- [SOURCE EXTRACT]

□ □ □ □ □

Hi,

You can test the robots parsing with : ./nutch plugin lib-http
org.apache.nutch.protocol.http.api.RobotRulesParser ~/testRobots.txt
~/testURL PHFAWS/Nutch-1.3

where testRobots.txt contains the robots.txt file that you want to test,
testURL has the URLs and finally your user agent.

HTH

Julien



On 30 September 2011 21:15, Chip Calhoun <[email protected]> wrote:

> I've been able to run the ParserChecker now, but I'm not sure how to
> understand the results. Here's what I got:
>
> # bin/nutch org.apache.nutch.parse.ParserChecker
> http://digital.lib.umd.edu/oclc/MdU.ead.histms.0094.xml
> ---------
> Url
> ---------------
> http://digital.lib.umd.edu/oclc/MdU.ead.histms.0094.xml---------
> ParseData
> ---------
> Version: 5
> Status: success(1,0)
> Title:
> Outlinks: 1
>  outlink: toUrl: GR:32:A:128 anchor:
> Content Metadata: ETag="1fa962a-56f20-485df79c50980" Date=Fri, 30 Sep 2011
> 19:54:14 GMT Content-Length=356128 Last-Modified=Wed, 05 May 2010 21:26:14
> GMT Content-Type=text/xml Connection=close Accept-Ranges=bytes
> Server=Apache/2.2.3 (Red Hat)
> Parse Metadata: Content-Type=application/xml
>
> Curl also retrieves this file, and yet I can't get my crawl to pick it up.
>
> Could it be an issue with robots.txt? The robots file for this site reads
> as follows:
> User-agent: PHFAWS/Nutch-1.3
> Disallow:
>
> User-agent: archive.org_bot
> Disallow:
>
> User-agent: *
> Disallow: /
>
> That first user-agent is, as near as I can tell, what I'm sending. My log
> shows the following:
> 2011-09-30 15:54:17,712 INFO  http.Http - http.agent = PHFAWS/Nutch-1.3
> (American Institute of Physics: Physics History Finding Aids Web Site;
> http://www.aip.org/history/nbl/findingaids.html; [email protected])
>
> Can anyone tell what I'm missing? Thanks.
>
> Chip
>
>
> -----Original Message-----
> From: Chip Calhoun [mailto:[email protected]]
> Sent: Thursday, September 29, 2011 4:12 PM
> To: [email protected]
> Subject: RE: What could be blocking me, if not robots.txt?
>
> Ah, sorry. I had already deleted the local copy from my server (aip.org)
> to avoid clutter. So yeah, that will definitely 404 now.
>
> Curl retrieves the whole file with no problems. I can't try the
> ParserChecker today as I'm stuck away from my own machine, but I will try it
> tomorrow. The fact that I can curl it at least tells me this is a problem I
> need to fix in Nutch.

□ □ □ □ □

Excerpts of location labeling data
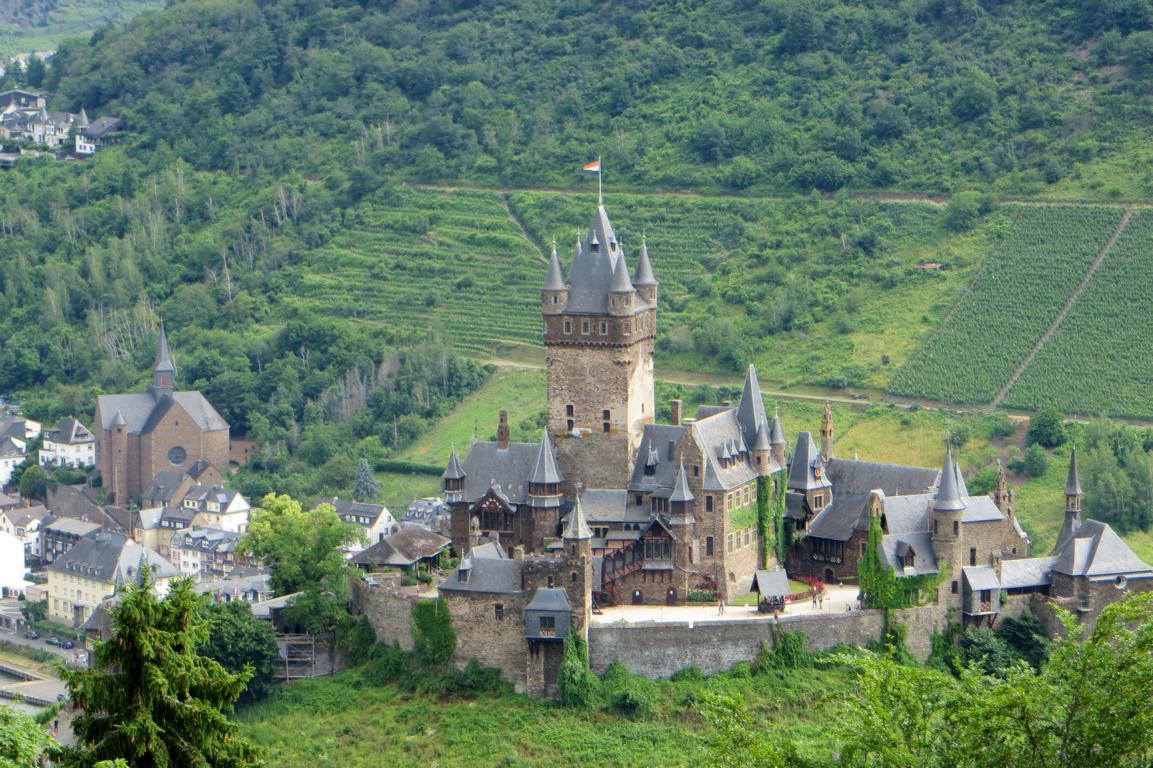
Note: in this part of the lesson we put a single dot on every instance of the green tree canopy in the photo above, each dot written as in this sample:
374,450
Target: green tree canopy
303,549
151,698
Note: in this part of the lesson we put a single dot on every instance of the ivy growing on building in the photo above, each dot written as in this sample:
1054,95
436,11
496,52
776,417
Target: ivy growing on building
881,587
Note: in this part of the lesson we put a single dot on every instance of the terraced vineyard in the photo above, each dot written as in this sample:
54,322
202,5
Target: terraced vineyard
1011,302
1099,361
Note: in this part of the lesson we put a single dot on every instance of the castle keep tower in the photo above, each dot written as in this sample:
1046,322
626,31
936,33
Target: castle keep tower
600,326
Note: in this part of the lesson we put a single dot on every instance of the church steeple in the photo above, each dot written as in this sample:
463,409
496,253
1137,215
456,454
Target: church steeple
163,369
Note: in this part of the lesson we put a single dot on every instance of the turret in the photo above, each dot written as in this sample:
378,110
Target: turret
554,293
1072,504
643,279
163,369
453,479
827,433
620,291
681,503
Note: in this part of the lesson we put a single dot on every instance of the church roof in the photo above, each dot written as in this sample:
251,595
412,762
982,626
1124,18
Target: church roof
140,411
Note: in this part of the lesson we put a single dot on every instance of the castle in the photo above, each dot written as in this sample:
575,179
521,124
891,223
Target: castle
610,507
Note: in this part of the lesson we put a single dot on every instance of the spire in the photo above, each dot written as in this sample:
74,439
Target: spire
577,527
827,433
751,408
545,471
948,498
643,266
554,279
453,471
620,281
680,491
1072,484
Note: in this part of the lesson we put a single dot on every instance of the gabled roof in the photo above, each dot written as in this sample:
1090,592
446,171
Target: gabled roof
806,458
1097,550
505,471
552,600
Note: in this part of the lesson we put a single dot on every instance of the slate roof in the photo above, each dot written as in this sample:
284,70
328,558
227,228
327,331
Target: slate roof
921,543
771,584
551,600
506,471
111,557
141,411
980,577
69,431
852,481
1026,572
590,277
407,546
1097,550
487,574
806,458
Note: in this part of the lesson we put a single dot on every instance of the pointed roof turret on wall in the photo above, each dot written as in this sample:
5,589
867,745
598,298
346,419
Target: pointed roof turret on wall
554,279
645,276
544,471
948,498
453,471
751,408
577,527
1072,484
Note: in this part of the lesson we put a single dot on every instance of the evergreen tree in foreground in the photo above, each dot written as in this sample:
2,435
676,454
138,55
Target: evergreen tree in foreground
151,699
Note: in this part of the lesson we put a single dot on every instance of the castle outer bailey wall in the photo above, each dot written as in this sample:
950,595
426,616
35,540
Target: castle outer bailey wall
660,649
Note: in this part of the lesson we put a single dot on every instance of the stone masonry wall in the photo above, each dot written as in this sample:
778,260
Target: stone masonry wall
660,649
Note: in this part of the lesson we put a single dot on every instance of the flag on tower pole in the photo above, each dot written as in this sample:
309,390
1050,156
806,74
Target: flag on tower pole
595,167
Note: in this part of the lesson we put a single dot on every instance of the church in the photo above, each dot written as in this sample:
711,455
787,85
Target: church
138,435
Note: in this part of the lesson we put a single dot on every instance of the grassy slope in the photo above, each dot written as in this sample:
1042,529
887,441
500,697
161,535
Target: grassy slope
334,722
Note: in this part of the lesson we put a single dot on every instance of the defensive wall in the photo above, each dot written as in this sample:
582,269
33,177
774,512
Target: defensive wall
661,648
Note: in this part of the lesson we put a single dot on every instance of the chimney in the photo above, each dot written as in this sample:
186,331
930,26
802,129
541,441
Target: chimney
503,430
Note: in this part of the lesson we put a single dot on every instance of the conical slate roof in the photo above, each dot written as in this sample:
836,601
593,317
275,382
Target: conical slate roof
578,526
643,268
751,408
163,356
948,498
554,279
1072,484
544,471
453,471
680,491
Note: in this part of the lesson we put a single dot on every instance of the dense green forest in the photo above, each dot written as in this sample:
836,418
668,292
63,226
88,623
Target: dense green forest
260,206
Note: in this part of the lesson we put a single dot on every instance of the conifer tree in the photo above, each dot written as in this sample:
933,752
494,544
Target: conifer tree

□ □ □ □ □

- [OBJECTIVES]
a - Answer these questions about the Nutch thread above, one line each:
(i) Which class does Julien's reply name for testing robots parsing?
(ii) What status does the ParserChecker output report?
(iii) What rule does the robots file give for "User-agent: *"?
b - Do these statements agree with the Nutch thread above? Answer yes or no for each and quote the deciding words.
(i) The ParserChecker output lists a Content-Length of 356128.
(ii) Curl was unable to retrieve the file.
(iii) The local copy on aip.org was still on the server.
c - Can you write the next part of the Nutch thread, picking up right after its final sentence?

- [SOLVED TASKS]
a -
(i) org.apache.nutch.protocol.http.api.RobotRulesParser
(ii) success(1,0)
(iii) Disallow: /

b -
(i) Yes: "Content-Length=356128"
(ii) No: "Curl retrieves the whole file with no problems."
(iii) No: "I had already deleted the local copy from my server (aip.org)"

c -
>
> Chip
>
> ________________________________________
> From: Markus Jelsma [[email protected]]
> Sent: Thursday, September 29, 2011 1:01 PM
> To: [email protected]
> Cc: Chip Calhoun
> Subject: Re: What could be blocking me, if not robots.txt?
>
> Oh, it's a 404. That makes sense.
>
> > Hi everyone,
> >
> > I'm using Nutch to crawl a few friendly sites, and am having trouble
> > with some of them. One site in particular has created an exception for
> > me in its robots.txt, and yet I can't crawl any of its pages. I've
> > tried copying the files I want to index (3 XML documents) to my own
> > server and crawling that, and it works fine that way; so something is
> > keeping me from indexing any files on this other site.
> >
> > I compared the logs of my attempt to crawl the friendly site with my
> > attempt to crawl my own site, and I've found few differences. Most
> > differences come from the fact that my own site requires a crawlDelay,
> > so there are many log sections along the lines of:
> >
> > 2011-09-29 10:57:37,529 INFO  fetcher.Fetcher - -activeThreads=10,
> > spinWaiting=10, fetchQueues.totalSize=2 2011-09-29 10:57:37,529 INFO
> > fetcher.Fetcher - * queue: http://www.aip.org 2011-09-29 10:57:37,529
> INFO
> >  fetcher.Fetcher -   maxThreads    = 1 2011-09-29 10:57:37,529 INFO
> > fetcher.Fetcher -   inProgress    = 0 2011-09-29 10:57:37,529 INFO
> > fetcher.Fetcher -   crawlDelay    = 5000 2011-09-29 10:57:37,529 INFO
> > fetcher.Fetcher -   minCrawlDelay = 0 2011-09-29 10:57:37,529 INFO
> > fetcher.Fetcher -   nextFetchTime = 1317308262122 2011-09-29 10:57:37,529
> > INFO  fetcher.Fetcher -   now           = 1317308257529 2011-09-29
> > 10:57:37,529 INFO  fetcher.Fetcher -   0.
> > http://www.aip.org/history/ead/umd/MdU.ead.histms.0067.xml 2011-09-29
> > 10:57:37,529 INFO  fetcher.Fetcher -   1.
> > http://www.aip.org/history/ead/umd/MdU.ead.histms.0312.xml
> >
> > That strikes me as probably irrelevant, but I figured I should mention
> it.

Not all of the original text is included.